--- BEGIN ---

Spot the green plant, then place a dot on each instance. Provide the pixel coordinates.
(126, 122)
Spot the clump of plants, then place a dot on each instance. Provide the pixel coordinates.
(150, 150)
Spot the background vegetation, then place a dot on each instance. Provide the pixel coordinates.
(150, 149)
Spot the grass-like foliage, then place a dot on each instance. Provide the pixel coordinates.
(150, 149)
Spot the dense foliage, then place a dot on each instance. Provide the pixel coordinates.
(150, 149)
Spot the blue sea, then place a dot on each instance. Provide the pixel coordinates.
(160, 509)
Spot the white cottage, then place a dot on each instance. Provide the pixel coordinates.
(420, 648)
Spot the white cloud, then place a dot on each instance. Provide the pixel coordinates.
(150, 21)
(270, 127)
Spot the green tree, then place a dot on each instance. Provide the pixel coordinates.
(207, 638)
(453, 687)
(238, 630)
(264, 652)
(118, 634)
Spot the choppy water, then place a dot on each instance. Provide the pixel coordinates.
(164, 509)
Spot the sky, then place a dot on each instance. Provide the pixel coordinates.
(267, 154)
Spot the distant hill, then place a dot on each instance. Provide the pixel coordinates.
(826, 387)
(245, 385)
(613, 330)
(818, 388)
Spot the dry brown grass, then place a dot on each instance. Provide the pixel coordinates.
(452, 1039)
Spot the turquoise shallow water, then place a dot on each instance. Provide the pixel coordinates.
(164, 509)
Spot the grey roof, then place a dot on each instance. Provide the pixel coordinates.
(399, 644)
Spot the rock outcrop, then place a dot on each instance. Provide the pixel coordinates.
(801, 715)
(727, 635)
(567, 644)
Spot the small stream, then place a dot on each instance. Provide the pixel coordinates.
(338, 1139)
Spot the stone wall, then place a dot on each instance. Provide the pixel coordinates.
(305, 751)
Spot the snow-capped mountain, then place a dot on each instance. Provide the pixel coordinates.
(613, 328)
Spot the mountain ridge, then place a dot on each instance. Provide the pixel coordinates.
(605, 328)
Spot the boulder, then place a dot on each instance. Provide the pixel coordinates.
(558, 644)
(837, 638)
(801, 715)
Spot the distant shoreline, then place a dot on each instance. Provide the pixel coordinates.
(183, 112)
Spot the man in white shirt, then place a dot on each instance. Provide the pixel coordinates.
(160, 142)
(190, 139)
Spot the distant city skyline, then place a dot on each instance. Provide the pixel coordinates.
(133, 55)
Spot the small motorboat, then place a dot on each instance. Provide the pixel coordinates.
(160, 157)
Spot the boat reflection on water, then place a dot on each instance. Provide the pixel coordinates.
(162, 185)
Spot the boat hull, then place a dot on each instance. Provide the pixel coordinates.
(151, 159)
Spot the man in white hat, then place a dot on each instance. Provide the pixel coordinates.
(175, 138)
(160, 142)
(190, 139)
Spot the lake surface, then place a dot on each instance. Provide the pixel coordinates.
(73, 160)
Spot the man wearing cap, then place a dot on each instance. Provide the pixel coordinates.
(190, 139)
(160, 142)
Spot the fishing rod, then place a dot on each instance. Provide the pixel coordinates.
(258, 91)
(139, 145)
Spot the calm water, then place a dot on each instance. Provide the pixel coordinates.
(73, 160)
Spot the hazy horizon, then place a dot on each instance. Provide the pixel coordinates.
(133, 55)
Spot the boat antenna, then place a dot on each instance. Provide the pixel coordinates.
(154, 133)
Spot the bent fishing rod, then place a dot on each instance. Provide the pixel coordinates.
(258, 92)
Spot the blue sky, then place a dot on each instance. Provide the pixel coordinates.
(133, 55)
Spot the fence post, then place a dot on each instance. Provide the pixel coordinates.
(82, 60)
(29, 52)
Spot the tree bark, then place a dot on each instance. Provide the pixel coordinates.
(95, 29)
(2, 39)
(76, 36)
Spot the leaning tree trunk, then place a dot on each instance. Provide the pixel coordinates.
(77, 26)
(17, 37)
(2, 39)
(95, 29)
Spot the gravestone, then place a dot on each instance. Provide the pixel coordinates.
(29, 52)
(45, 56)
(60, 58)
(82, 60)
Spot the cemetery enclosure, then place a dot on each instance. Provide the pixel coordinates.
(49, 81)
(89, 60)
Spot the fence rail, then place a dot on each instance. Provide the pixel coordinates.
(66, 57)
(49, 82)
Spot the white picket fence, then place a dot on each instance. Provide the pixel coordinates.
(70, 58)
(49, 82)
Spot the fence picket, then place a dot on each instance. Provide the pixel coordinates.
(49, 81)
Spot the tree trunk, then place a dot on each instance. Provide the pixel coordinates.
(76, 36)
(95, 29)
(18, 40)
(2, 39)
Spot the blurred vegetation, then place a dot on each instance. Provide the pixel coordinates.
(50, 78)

--- END ---

* _Problem requirements_: Write out the data without changes, from the line with "Spot the fishing" up to and including the final line of the data.

* _Exercise answer_:
Spot the fishing rod, then place a dot on each instance. Provide the pixel coordinates.
(258, 91)
(139, 145)
Spot the calm water, then place a dot on each instance. Provide the pixel coordinates.
(73, 160)
Spot the hazy horizon, then place a dot on each instance. Provide the pixel coordinates.
(133, 55)
Spot the boat antenna, then place a dot on each instance. Provide the pixel coordinates.
(154, 133)
Spot the bent fishing rod, then place a dot on each instance. Provide the pixel coordinates.
(258, 92)
Spot the blue sky, then place a dot on each instance. Provide the pixel coordinates.
(133, 55)
Spot the fence post, then place a dot on each instance. Provide the pixel coordinates.
(82, 60)
(29, 52)
Spot the tree bark, then place a dot on each instance. Provide the pixel coordinates.
(95, 29)
(2, 39)
(76, 36)
Spot the leaning tree trunk, then place a dot on each instance. Provide the pixel coordinates.
(77, 26)
(17, 37)
(2, 39)
(95, 29)
Spot the gravestone, then place a dot on each instance. Provide the pixel coordinates.
(29, 52)
(45, 56)
(60, 58)
(82, 60)
Spot the cemetery enclosure, then place a dot on each instance. Provide the pixel coordinates.
(49, 81)
(89, 60)
Spot the fence rail, then place a dot on each instance. Provide the pixel coordinates.
(66, 57)
(49, 82)
Spot the white picket fence, then place a dot on each instance. Provide the pixel coordinates.
(70, 58)
(49, 82)
Spot the fence picket, then place a dot on each instance. Provide the pixel coordinates.
(49, 81)
Spot the tree trunk, then place a dot on each instance. Provide the pixel coordinates.
(76, 36)
(95, 29)
(18, 40)
(2, 39)
Spot the blurred vegetation, then place a dot on each instance. Provide the pixel coordinates.
(50, 78)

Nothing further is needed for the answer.